## THE TASK
Recast the records below as a two-column CSV with the columns "record_text" and "answer", one row per record, covering only the part that opens with the line containing "[segment] **wheel hub**" and closes with the line containing "186L133 186L137 181L138", both lines included. Put each value in a single quoted field and turn its line breaks into spaces.

(Image boundary annotation data)
------------------------------------

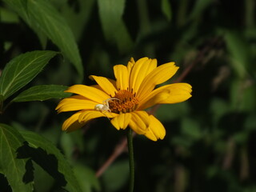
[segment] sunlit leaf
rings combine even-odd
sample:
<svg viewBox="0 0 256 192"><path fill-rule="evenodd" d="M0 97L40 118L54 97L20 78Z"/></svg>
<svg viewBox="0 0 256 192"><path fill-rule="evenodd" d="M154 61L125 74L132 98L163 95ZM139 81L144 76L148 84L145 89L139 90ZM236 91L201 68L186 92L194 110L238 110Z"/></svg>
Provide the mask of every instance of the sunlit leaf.
<svg viewBox="0 0 256 192"><path fill-rule="evenodd" d="M21 54L4 68L0 77L0 94L4 99L30 82L57 52L35 50Z"/></svg>
<svg viewBox="0 0 256 192"><path fill-rule="evenodd" d="M48 141L46 138L41 135L31 131L20 131L23 138L29 142L29 146L33 147L34 150L42 149L46 151L48 155L51 155L58 161L58 173L64 176L64 179L66 182L66 186L63 186L69 191L81 191L78 182L74 174L73 170L63 154L59 151L56 146ZM40 162L43 163L41 165L47 166L47 162ZM86 178L84 178L86 179Z"/></svg>
<svg viewBox="0 0 256 192"><path fill-rule="evenodd" d="M63 17L45 0L4 0L38 34L42 44L46 35L83 77L82 59L74 34Z"/></svg>
<svg viewBox="0 0 256 192"><path fill-rule="evenodd" d="M70 96L65 93L67 86L59 85L42 85L32 86L13 99L13 102L45 101L50 98L62 98Z"/></svg>
<svg viewBox="0 0 256 192"><path fill-rule="evenodd" d="M24 142L22 136L15 129L0 124L0 170L14 192L33 190L31 183L26 183L24 178L26 160L16 158L16 150Z"/></svg>

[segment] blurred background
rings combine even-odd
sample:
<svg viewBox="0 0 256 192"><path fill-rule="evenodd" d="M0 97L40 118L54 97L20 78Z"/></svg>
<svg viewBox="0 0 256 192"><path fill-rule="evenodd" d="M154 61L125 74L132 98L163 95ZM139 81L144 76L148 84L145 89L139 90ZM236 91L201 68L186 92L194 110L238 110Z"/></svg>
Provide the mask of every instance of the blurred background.
<svg viewBox="0 0 256 192"><path fill-rule="evenodd" d="M254 0L49 3L70 27L83 71L65 55L56 57L27 87L92 85L90 74L114 78L114 65L145 56L157 58L158 65L175 62L180 68L169 83L188 82L193 87L188 101L154 110L166 130L162 141L134 137L134 191L256 191ZM59 50L2 1L0 17L1 70L22 53ZM54 143L74 167L83 191L127 191L126 150L95 177L126 132L98 118L82 130L63 133L62 123L71 114L57 114L58 102L14 103L1 122L35 131ZM39 166L35 171L35 191L58 191L54 178ZM0 182L8 191L2 174Z"/></svg>

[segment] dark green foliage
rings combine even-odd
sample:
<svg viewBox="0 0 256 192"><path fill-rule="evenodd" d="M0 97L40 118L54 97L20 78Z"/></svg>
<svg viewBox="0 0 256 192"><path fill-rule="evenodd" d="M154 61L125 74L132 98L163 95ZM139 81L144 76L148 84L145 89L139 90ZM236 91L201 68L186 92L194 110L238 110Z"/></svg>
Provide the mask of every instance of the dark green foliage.
<svg viewBox="0 0 256 192"><path fill-rule="evenodd" d="M175 62L170 82L193 96L149 109L166 136L134 137L134 191L256 191L255 10L254 0L0 2L0 191L127 191L126 148L98 172L125 131L101 118L62 133L72 113L54 109L69 86L145 56Z"/></svg>

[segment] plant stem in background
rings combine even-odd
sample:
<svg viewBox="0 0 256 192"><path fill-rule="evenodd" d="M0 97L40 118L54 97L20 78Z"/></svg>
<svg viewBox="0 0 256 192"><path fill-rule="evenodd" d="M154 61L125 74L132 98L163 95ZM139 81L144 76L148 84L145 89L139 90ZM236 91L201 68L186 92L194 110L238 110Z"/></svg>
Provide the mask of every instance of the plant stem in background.
<svg viewBox="0 0 256 192"><path fill-rule="evenodd" d="M134 191L134 146L133 146L133 135L130 128L127 130L127 144L129 150L129 162L130 162L130 184L129 192Z"/></svg>

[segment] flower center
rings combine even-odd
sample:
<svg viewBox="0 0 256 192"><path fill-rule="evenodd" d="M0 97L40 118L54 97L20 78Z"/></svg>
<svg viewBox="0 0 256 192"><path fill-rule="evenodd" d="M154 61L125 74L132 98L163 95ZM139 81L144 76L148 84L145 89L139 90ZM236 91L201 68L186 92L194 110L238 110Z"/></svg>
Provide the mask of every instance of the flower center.
<svg viewBox="0 0 256 192"><path fill-rule="evenodd" d="M134 111L138 104L138 100L135 94L126 90L118 90L114 97L117 99L113 99L109 102L110 110L116 114Z"/></svg>

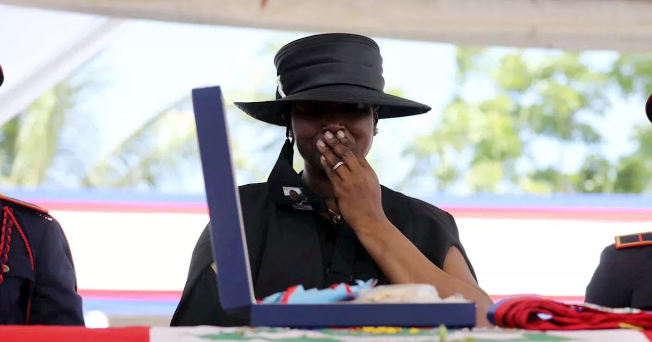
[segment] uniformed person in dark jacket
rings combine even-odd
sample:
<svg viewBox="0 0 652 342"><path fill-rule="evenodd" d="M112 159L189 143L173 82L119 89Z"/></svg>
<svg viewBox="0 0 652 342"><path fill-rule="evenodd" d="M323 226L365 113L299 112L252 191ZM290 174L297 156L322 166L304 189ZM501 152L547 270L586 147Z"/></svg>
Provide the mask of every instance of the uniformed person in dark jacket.
<svg viewBox="0 0 652 342"><path fill-rule="evenodd" d="M585 301L652 310L652 232L615 237L600 256Z"/></svg>
<svg viewBox="0 0 652 342"><path fill-rule="evenodd" d="M239 188L256 297L355 279L429 283L442 296L461 293L477 302L478 324L488 324L493 303L452 216L381 186L365 158L379 119L430 108L383 92L382 58L367 37L299 39L281 48L274 64L277 100L236 104L288 133L267 182ZM292 167L295 141L304 161L300 174ZM220 305L209 236L207 229L193 252L171 325L248 325L246 315Z"/></svg>
<svg viewBox="0 0 652 342"><path fill-rule="evenodd" d="M48 210L0 195L0 324L84 324L68 242Z"/></svg>

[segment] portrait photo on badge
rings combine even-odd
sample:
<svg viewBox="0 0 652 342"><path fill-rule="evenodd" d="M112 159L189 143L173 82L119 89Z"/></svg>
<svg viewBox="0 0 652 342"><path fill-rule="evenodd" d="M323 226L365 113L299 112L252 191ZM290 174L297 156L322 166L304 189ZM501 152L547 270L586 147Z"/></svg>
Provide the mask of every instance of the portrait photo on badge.
<svg viewBox="0 0 652 342"><path fill-rule="evenodd" d="M295 188L293 186L284 186L283 194L288 199L288 202L295 209L300 210L314 210L312 206L308 201L308 197L303 193L302 188Z"/></svg>

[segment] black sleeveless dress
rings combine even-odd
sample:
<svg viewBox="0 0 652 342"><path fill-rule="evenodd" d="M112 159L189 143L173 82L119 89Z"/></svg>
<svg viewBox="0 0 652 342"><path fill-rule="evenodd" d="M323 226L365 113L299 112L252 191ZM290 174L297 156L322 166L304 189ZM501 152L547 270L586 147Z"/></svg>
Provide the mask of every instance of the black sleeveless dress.
<svg viewBox="0 0 652 342"><path fill-rule="evenodd" d="M299 284L325 288L371 278L379 279L379 285L389 283L346 222L336 226L320 214L327 210L325 203L292 169L292 152L286 141L267 182L239 188L256 298ZM301 191L306 199L297 203L288 190ZM387 218L431 262L443 268L449 249L455 246L475 276L450 214L384 186L381 194ZM227 313L220 304L211 266L210 224L195 246L171 326L248 325L247 313Z"/></svg>

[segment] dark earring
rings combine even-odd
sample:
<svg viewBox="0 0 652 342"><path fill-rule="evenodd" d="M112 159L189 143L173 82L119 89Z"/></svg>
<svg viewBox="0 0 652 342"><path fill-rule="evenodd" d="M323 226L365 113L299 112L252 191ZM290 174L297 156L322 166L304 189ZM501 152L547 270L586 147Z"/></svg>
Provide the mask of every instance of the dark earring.
<svg viewBox="0 0 652 342"><path fill-rule="evenodd" d="M291 143L294 143L294 134L292 134L292 128L288 127L287 130L286 130L286 137Z"/></svg>

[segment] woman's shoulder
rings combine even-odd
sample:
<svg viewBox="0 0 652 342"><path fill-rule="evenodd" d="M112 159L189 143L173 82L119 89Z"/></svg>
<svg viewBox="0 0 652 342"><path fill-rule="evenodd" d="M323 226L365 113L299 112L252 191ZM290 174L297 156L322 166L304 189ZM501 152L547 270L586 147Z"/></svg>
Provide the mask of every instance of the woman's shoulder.
<svg viewBox="0 0 652 342"><path fill-rule="evenodd" d="M408 210L412 214L429 216L447 221L452 221L452 215L437 206L382 186L383 207Z"/></svg>

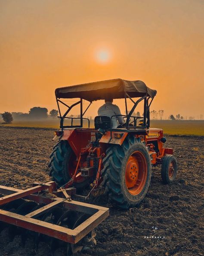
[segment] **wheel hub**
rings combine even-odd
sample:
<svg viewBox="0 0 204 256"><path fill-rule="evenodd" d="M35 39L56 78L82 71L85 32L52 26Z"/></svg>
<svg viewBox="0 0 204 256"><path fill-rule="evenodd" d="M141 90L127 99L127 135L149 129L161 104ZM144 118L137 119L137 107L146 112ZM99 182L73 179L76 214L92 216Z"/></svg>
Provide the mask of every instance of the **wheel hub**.
<svg viewBox="0 0 204 256"><path fill-rule="evenodd" d="M125 169L125 182L132 195L139 194L146 182L147 168L146 160L140 151L135 151L129 158Z"/></svg>
<svg viewBox="0 0 204 256"><path fill-rule="evenodd" d="M129 186L133 186L137 181L138 176L139 166L136 158L131 156L126 166L126 179Z"/></svg>
<svg viewBox="0 0 204 256"><path fill-rule="evenodd" d="M171 178L174 173L174 166L173 165L173 163L171 162L170 163L169 166L169 176L170 178Z"/></svg>

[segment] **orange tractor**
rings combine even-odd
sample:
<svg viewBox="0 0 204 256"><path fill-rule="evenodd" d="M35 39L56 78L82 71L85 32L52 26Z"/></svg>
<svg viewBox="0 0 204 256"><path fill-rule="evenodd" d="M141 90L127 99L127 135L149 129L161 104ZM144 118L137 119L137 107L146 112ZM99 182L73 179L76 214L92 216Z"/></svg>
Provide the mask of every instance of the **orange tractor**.
<svg viewBox="0 0 204 256"><path fill-rule="evenodd" d="M35 183L24 190L0 186L0 232L8 228L10 240L20 235L25 244L28 237L32 237L36 248L39 243L45 242L52 255L62 247L71 256L96 245L94 228L109 215L108 208L74 201L74 197L87 199L94 190L103 186L113 204L125 209L134 207L147 192L151 166L158 164L161 164L163 181L172 182L177 171L173 149L164 147L166 139L161 129L150 128L149 108L156 94L141 81L121 79L57 89L61 121L60 129L55 132L58 142L49 163L53 181ZM99 116L94 119L94 127L90 128L84 114L93 101L107 95L124 99L125 123L112 128L117 115ZM135 101L136 98L139 98ZM71 106L63 101L72 98L80 99ZM129 112L127 99L133 102ZM89 102L84 110L83 100ZM143 116L133 115L142 101ZM60 104L67 108L63 115ZM78 105L80 117L68 116ZM64 124L67 118L68 125ZM80 189L89 186L92 189L86 196L78 194Z"/></svg>
<svg viewBox="0 0 204 256"><path fill-rule="evenodd" d="M144 199L149 186L152 166L161 164L163 181L166 183L172 182L177 171L173 149L164 147L166 140L162 129L150 128L149 108L156 93L141 81L121 79L56 89L61 122L60 129L55 131L59 142L50 155L52 179L59 187L65 189L72 186L81 189L93 182L90 193L102 185L114 205L126 209L135 207ZM125 123L113 129L112 120L119 115L98 116L94 119L94 128L90 128L90 120L83 117L85 113L93 101L104 99L107 95L124 99L126 115L120 115L125 118ZM138 97L136 101L133 99ZM72 98L80 100L71 106L62 101ZM127 99L133 102L129 112ZM83 100L89 102L84 110ZM142 101L143 116L133 116ZM60 104L68 108L62 115ZM78 104L80 117L68 117L71 109ZM64 125L65 118L70 119L70 125ZM73 125L74 121L79 120L79 125ZM83 128L85 122L88 123L87 128Z"/></svg>

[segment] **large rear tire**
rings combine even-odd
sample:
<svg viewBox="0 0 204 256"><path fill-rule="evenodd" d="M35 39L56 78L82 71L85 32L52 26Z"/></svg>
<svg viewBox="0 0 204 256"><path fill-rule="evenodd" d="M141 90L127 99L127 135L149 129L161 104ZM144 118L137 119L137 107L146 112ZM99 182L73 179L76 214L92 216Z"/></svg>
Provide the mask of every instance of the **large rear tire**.
<svg viewBox="0 0 204 256"><path fill-rule="evenodd" d="M49 176L59 187L64 186L72 177L77 166L77 157L67 141L60 141L53 147L48 167ZM93 180L85 179L78 173L73 186L80 189L89 186Z"/></svg>
<svg viewBox="0 0 204 256"><path fill-rule="evenodd" d="M148 191L151 172L149 154L140 138L129 135L121 146L111 146L103 164L102 185L109 200L125 209L139 204Z"/></svg>

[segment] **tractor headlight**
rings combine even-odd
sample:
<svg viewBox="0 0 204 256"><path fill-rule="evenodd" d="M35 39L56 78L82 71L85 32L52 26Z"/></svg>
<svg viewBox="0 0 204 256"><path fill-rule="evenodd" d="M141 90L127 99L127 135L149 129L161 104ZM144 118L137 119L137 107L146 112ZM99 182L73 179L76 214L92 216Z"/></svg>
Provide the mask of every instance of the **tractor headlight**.
<svg viewBox="0 0 204 256"><path fill-rule="evenodd" d="M105 131L104 131L104 130L103 130L102 129L101 129L101 128L99 128L98 130L98 132L99 132L99 133L100 134L101 134L101 135L104 135L105 133Z"/></svg>
<svg viewBox="0 0 204 256"><path fill-rule="evenodd" d="M163 137L161 138L160 141L162 142L162 143L165 143L167 141L167 139L165 137Z"/></svg>

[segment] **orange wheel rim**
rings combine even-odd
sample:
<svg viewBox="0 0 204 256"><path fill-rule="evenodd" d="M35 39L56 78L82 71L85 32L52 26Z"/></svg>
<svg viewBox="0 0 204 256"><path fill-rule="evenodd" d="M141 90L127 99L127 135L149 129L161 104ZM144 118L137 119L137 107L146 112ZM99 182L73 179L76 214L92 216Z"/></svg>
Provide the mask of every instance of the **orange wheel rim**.
<svg viewBox="0 0 204 256"><path fill-rule="evenodd" d="M169 166L169 177L172 178L174 173L174 165L173 163L171 162Z"/></svg>
<svg viewBox="0 0 204 256"><path fill-rule="evenodd" d="M142 152L134 151L129 158L125 168L125 183L129 193L139 195L144 188L147 176L145 158Z"/></svg>

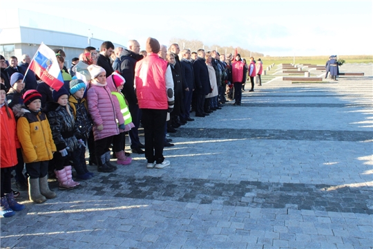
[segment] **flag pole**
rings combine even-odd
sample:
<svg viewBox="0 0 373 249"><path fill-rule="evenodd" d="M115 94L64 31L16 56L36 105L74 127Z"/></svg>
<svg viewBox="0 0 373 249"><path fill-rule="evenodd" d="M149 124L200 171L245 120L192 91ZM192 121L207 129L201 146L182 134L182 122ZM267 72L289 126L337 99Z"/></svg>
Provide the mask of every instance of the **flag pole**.
<svg viewBox="0 0 373 249"><path fill-rule="evenodd" d="M43 44L43 42L41 42L41 44L40 44L40 46L41 46L41 44ZM39 48L40 48L40 46L39 46ZM35 54L34 55L34 57L32 57L32 59L31 59L30 61L30 63L28 64L28 66L27 67L27 69L26 69L26 71L25 73L25 75L23 75L23 80L22 80L22 83L23 83L23 82L25 81L25 78L26 78L26 75L27 75L27 73L28 73L28 70L30 68L30 64L31 64L31 62L32 62L32 61L35 59L35 57L36 57L36 55L37 54L37 51L39 51L39 48L37 48Z"/></svg>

------------------------------------

## OUTPUT OF THE TASK
record_text,answer
"[segment] **wheel hub** rings combine even-odd sample: <svg viewBox=""0 0 204 256""><path fill-rule=""evenodd"" d=""M35 39L56 78L82 71L85 32L52 26Z""/></svg> <svg viewBox=""0 0 204 256""><path fill-rule=""evenodd"" d=""M141 90L127 99L127 135L149 129L161 104ZM144 118L137 119L137 107L146 112ZM99 182L73 179L76 214L92 216Z""/></svg> Provide the mask of every instance of the **wheel hub**.","<svg viewBox=""0 0 204 256""><path fill-rule=""evenodd"" d=""M125 169L125 182L132 195L139 194L146 182L147 168L146 160L140 151L135 151L129 158Z""/></svg> <svg viewBox=""0 0 204 256""><path fill-rule=""evenodd"" d=""M129 186L133 186L137 181L138 176L139 166L136 158L131 156L126 166L126 179Z""/></svg>"